Your objective
Give the data again, word for word.

Point annotation dataset records
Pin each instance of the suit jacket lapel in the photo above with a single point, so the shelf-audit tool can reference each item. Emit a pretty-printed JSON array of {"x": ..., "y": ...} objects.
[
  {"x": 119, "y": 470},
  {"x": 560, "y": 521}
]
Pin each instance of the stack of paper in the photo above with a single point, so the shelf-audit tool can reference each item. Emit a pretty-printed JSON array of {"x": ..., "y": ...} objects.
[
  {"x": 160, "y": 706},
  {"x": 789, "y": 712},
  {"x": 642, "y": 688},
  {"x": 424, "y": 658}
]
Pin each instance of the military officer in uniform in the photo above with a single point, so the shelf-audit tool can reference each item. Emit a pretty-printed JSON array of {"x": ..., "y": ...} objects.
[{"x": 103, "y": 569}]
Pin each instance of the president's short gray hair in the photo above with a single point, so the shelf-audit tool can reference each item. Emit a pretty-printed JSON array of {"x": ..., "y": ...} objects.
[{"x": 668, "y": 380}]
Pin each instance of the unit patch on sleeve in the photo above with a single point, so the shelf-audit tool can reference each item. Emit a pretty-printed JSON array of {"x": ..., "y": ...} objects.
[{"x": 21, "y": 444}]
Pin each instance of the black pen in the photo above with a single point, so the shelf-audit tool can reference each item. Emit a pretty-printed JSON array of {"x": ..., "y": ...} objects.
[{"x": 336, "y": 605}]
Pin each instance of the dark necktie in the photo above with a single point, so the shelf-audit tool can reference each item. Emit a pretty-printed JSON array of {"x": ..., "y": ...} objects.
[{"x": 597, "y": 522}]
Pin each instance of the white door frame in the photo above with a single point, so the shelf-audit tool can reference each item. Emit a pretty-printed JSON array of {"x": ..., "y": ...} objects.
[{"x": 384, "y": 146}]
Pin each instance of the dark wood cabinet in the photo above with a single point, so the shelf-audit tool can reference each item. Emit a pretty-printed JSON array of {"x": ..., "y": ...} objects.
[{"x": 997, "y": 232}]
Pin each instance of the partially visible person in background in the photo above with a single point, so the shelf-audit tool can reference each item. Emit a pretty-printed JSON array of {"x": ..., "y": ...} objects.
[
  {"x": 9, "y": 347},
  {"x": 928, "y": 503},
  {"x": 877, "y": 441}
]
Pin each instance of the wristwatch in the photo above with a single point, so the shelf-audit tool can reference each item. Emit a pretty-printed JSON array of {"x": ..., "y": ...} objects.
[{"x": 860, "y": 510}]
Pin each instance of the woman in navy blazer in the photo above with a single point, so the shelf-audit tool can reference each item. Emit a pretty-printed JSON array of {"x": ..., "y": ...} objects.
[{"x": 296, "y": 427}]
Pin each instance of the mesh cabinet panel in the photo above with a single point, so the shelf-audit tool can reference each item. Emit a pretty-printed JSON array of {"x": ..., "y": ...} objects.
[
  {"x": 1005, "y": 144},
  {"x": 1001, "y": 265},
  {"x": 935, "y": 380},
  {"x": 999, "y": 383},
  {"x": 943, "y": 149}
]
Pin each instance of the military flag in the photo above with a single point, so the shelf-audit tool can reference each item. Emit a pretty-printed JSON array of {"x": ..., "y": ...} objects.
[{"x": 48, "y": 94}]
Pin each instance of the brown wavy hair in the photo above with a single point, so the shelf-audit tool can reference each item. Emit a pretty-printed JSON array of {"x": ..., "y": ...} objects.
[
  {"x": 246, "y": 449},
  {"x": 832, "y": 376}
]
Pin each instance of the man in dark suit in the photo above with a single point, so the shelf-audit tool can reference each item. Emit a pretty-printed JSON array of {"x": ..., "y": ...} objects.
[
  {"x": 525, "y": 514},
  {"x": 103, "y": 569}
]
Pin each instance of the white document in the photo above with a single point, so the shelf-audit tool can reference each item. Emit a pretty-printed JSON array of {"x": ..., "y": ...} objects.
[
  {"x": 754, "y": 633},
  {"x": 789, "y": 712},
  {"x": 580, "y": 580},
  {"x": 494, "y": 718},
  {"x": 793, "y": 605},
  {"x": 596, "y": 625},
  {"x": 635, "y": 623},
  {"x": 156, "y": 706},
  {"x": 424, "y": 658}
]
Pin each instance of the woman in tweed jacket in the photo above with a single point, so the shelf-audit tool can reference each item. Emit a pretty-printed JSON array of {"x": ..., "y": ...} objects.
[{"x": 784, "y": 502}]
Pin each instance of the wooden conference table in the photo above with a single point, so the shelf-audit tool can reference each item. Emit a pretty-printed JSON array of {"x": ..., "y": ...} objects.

Answer to this problem
Pin each instance of the suit jacket lapel in the photo above with a single point, so the shelf-audit tool can reference each item. Emit a pretty-printed JSON array of {"x": ..., "y": ...} objects.
[
  {"x": 119, "y": 470},
  {"x": 560, "y": 521}
]
Pin each instance of the stack of paper in the photo above with a single point, so the shelf-audit tool can reference each item. Emit a pretty-printed JSON array of {"x": ..., "y": ...} objects.
[
  {"x": 160, "y": 706},
  {"x": 789, "y": 712},
  {"x": 642, "y": 688},
  {"x": 424, "y": 658}
]
Pin each instance of the military officer in uniform in the photo above with a single point, so the shelf-audit tool can reference each item. Emit a pretty-printed JSON array of {"x": ..., "y": ...} objects.
[{"x": 103, "y": 569}]
Pin each instance of the president's short gray hair in the photo above with a single point, so the shelf-audit tool can reference each item. Emit a pretty-printed JSON array of {"x": ..., "y": ...} objects.
[{"x": 668, "y": 380}]
Pin each instance of the unit patch on sleeve in the photo above with a single point, so the shelf-audit tool can reference each item. Emit a pretty-printed JSON array of {"x": ..., "y": ...} objects.
[{"x": 21, "y": 444}]
Pin each instance of the black pen in the photo above with a single point, so the shelf-audit tool can reference each item. Emit a pretty-printed JSON array of {"x": ..., "y": ...} objects.
[{"x": 336, "y": 605}]
Pin each instance of the dark necktie in the photo above with a single point, so the shelf-audit tool can reference each item. Emit a pretty-printed JSON array of {"x": ..., "y": ...} objects.
[{"x": 597, "y": 522}]
Pin each instance of the white door frame in the photo above with a single point, so the shelf-audit tool can reference each item. Emit a pretty-printed JSON array of {"x": ..., "y": ...} objects.
[{"x": 384, "y": 146}]
Pin each instance of the dark wood cabinet in the photo above with a single point, so the shelf-audit tool can reference each item. Emit a pretty-printed JSON array of {"x": ..., "y": ...} objects.
[{"x": 997, "y": 232}]
Pin each instance of the partially visible person in background in the photo above with a single point, so the shelf-audit tool can reference each item. Emit a pretty-printed JSON array of {"x": ..., "y": ...} objects.
[
  {"x": 9, "y": 347},
  {"x": 928, "y": 503},
  {"x": 877, "y": 441}
]
Pin each instance of the wristwatch in the photo above with a single point, so the shelf-audit tool can reference each item. Emit a pretty-printed JSON array of {"x": ..., "y": ...} objects.
[{"x": 860, "y": 510}]
Pin each instance of the woman in navy blazer in the photo above with a single point, so the shelf-audit tool can reference each item. Emit a pretty-printed JSON array of {"x": ..., "y": ...} objects.
[{"x": 296, "y": 427}]
Pin each instance of the mesh cabinet panel in the photo above with a single point, so the shelf-audit tool can reference each item. Emit a pretty-printed JSON array of {"x": ..., "y": ...} objects.
[
  {"x": 1005, "y": 144},
  {"x": 1001, "y": 265},
  {"x": 935, "y": 380},
  {"x": 999, "y": 383},
  {"x": 943, "y": 149}
]
Pin each instance of the military flag in the photo above with a single point, so the shelf-audit tool can reference each item. Emit a pretty-printed JSON array of {"x": ..., "y": ...} objects.
[{"x": 48, "y": 94}]
Pin each instance of the brown wavy hair in the photo above with a single point, so the shelf-audit tool can reference each item. Emit a pretty-printed JSON array of {"x": ..., "y": ...} objects.
[
  {"x": 246, "y": 449},
  {"x": 832, "y": 376}
]
Pin each instance of the man in dark suit in the photo above with a single point, so the shelf-audit tool can reference each item. Emit a pretty-printed JSON array of {"x": ..., "y": ...} objects.
[
  {"x": 525, "y": 514},
  {"x": 103, "y": 569}
]
Pin each instance of the white document in the photo above with a single point, so the shelf-audit tool can reference each item. Emit a pretty-printed JSON array of {"x": ..., "y": ...} objects.
[
  {"x": 754, "y": 633},
  {"x": 789, "y": 712},
  {"x": 580, "y": 580},
  {"x": 494, "y": 718},
  {"x": 793, "y": 605},
  {"x": 596, "y": 625},
  {"x": 635, "y": 623},
  {"x": 156, "y": 706},
  {"x": 424, "y": 658}
]
Pin each instance of the woman in tweed jacket in the photo above with a single point, so the shelf-audit tool can reference each item. Emit a pretty-printed JSON array of {"x": ..., "y": ...} objects.
[{"x": 784, "y": 502}]
Pin each instance of the wooden conference table in the photo above with a single point, so the shelf-audit tool can reference each item. Emit a pretty-printed JSON array of {"x": ..., "y": ...} objects.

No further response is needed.